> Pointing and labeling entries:

┄┄┄┄┄┄┄┄┄┄┄┄┄┄┄┄┄┄┄┄

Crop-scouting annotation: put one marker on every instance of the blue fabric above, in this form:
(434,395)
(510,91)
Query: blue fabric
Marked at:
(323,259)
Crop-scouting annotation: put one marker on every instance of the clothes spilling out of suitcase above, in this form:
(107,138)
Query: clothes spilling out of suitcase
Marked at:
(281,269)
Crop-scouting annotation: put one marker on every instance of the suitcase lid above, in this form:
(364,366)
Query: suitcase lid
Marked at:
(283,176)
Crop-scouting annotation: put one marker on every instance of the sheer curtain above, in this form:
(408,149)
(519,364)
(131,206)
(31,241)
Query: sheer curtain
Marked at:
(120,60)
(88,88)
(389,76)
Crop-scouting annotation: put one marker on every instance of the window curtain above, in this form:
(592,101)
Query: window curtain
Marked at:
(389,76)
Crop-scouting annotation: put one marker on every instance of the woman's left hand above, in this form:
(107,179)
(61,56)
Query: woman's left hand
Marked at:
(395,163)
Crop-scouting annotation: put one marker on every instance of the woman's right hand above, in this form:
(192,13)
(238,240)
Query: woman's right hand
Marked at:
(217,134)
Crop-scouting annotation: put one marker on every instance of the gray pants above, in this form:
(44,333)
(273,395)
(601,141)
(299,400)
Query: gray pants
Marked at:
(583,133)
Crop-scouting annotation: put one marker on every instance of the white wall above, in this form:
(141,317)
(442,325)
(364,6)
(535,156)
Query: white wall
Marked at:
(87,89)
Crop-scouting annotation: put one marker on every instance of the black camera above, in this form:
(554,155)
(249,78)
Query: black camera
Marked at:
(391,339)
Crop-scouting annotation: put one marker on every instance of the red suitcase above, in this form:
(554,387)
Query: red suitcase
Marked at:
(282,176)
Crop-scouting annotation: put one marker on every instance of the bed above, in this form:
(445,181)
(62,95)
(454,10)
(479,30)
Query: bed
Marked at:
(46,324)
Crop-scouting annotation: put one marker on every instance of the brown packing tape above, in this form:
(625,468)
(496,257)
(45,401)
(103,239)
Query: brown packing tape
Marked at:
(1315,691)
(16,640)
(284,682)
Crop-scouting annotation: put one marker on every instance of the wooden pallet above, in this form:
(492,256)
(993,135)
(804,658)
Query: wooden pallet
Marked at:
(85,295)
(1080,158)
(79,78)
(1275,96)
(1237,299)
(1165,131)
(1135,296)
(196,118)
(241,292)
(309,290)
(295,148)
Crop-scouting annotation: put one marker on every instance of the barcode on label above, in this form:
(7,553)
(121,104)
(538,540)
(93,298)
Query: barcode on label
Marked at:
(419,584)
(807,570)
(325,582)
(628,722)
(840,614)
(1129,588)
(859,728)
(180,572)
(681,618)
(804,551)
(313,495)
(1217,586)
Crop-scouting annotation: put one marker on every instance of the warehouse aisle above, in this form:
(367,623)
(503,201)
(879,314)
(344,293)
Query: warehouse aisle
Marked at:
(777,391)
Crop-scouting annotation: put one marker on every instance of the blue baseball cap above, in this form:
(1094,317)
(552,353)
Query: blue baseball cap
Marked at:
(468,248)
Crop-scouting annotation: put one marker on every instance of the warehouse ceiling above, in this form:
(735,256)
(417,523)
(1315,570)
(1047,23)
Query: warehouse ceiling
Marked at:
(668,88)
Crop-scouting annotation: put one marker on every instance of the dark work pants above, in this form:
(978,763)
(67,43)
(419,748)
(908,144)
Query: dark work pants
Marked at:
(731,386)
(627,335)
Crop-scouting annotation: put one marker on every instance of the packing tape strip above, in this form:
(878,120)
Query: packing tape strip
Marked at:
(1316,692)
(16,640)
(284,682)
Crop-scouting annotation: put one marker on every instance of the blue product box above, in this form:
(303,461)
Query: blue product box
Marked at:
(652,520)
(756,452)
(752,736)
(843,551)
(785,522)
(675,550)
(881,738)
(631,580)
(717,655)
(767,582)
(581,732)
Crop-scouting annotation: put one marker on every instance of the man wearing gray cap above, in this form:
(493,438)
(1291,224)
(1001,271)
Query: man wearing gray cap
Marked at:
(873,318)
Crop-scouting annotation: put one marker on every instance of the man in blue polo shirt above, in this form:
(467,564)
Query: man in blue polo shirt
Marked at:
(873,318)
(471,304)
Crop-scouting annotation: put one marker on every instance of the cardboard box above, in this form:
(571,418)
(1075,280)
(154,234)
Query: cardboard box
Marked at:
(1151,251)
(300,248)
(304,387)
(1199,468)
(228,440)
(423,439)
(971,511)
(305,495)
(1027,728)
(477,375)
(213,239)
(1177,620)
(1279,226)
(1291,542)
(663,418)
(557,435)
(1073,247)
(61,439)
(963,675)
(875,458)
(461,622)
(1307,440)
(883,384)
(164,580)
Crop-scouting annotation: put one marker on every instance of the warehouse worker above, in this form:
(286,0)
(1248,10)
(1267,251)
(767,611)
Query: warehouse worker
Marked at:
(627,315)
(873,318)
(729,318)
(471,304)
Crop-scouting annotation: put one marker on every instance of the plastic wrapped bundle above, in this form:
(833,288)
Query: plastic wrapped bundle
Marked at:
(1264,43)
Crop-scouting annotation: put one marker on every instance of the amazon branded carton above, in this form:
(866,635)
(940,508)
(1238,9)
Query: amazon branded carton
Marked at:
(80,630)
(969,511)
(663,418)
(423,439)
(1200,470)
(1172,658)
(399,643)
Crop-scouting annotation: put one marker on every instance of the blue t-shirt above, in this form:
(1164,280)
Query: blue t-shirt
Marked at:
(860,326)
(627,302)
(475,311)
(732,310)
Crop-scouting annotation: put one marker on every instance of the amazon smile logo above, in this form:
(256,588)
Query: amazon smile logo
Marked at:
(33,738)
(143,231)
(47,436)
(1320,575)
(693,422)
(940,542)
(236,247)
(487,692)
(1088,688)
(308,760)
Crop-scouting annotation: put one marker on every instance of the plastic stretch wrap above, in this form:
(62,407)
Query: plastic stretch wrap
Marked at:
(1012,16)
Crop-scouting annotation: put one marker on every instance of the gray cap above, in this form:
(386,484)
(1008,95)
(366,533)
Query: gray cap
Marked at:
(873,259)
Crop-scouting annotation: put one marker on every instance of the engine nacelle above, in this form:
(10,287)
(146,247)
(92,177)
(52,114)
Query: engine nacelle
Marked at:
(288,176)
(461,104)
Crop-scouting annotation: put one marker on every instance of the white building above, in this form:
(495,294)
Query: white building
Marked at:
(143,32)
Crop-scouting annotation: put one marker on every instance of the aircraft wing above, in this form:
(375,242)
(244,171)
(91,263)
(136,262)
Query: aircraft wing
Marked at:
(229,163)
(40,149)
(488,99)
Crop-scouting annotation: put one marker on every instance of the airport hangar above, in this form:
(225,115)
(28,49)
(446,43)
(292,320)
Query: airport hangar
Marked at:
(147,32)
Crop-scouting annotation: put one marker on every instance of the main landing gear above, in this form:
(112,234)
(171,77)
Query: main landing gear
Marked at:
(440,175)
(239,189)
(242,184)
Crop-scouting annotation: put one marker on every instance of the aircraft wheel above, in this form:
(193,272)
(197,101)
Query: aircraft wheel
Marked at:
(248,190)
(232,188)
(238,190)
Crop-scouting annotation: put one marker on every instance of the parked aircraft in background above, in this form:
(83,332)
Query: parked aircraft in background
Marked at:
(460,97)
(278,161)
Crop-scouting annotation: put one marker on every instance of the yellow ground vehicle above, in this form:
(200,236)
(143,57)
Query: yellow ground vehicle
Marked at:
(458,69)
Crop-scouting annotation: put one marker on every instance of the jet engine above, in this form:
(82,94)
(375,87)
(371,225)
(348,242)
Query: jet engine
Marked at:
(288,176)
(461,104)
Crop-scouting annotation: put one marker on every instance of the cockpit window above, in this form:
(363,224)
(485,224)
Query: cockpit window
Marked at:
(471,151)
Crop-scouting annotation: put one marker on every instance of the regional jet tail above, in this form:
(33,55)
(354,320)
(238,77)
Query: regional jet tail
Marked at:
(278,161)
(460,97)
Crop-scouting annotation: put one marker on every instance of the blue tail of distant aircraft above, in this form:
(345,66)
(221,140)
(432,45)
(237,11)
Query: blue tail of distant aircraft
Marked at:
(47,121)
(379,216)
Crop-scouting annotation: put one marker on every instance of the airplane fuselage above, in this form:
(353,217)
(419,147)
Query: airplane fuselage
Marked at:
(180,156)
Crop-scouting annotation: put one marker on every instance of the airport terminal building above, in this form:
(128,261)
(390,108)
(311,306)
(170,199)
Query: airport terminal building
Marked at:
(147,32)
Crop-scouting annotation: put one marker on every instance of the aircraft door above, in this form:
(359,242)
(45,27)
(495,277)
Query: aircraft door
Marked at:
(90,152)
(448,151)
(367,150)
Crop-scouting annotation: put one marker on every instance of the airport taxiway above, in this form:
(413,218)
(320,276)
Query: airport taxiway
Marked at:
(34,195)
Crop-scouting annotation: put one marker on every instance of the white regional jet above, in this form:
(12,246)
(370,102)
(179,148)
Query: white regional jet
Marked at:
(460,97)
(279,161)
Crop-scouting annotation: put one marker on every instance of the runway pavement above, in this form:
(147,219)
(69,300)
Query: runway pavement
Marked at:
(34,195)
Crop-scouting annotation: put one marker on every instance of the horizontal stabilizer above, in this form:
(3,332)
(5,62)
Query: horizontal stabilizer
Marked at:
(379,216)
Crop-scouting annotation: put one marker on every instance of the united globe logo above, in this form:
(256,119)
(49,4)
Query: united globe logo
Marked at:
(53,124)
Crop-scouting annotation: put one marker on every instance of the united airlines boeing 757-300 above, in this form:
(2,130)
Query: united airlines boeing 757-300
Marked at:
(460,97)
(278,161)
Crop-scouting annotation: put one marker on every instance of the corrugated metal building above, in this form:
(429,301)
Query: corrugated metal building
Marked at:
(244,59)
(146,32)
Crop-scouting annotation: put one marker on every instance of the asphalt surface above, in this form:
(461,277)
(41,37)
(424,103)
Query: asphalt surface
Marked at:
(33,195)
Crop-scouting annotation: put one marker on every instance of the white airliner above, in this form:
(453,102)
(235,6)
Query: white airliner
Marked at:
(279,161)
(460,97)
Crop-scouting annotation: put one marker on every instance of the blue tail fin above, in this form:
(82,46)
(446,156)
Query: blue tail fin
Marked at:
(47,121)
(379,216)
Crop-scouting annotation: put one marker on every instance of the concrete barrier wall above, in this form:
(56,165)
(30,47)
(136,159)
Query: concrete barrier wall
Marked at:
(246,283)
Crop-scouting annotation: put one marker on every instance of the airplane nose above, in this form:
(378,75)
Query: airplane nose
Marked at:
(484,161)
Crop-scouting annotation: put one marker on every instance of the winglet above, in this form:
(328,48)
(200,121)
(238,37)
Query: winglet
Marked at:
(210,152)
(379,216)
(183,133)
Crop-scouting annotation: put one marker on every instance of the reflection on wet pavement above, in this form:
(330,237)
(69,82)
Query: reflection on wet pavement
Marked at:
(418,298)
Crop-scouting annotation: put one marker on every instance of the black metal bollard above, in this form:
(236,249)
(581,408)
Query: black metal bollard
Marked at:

┄┄┄┄┄┄┄┄┄┄┄┄┄┄┄┄┄┄┄┄

> WHAT YOU NEED TO DO: Extract the lines above from the one containing "of the asphalt" to the last line, both included, exactly as written.

> COMPLETE ANSWER:
Crop-scouting annotation: put one marker on every instance of the asphalt surface above, in this form:
(461,277)
(41,37)
(424,103)
Query: asphalt surface
Marked at:
(33,195)
Crop-scouting annotation: put one marker on every instance of the white airliner above, in this form:
(453,102)
(235,6)
Query: white airliner
Marked at:
(279,161)
(460,97)
Crop-scouting annotation: put one marker on every instance of the blue tail fin above, in this form:
(82,46)
(446,156)
Query: blue tail fin
Marked at:
(47,121)
(379,216)
Crop-scouting annotation: put one marker on every instance of the concrete barrier wall above, in this form:
(56,165)
(30,47)
(136,159)
Query: concrete barrier wall
Marked at:
(246,283)
Crop-scouting annotation: put one marker on every instance of the airplane nose above, in this form:
(378,75)
Query: airplane nose
Marked at:
(484,161)
Crop-scouting annotation: put one marker on every instance of the winglet above, in this form:
(328,48)
(200,121)
(238,37)
Query: winglet
Marked at:
(210,152)
(379,216)
(183,133)
Crop-scouting annotation: put one marker on every instance of the reflection on wet pavement above, in this form:
(330,237)
(69,82)
Query: reflection on wet pavement
Marked at:
(418,298)
Crop-scouting annotation: put one marker on every instance of the black metal bollard above, in this form:
(236,249)
(581,408)
Query: black metal bollard
Marked at:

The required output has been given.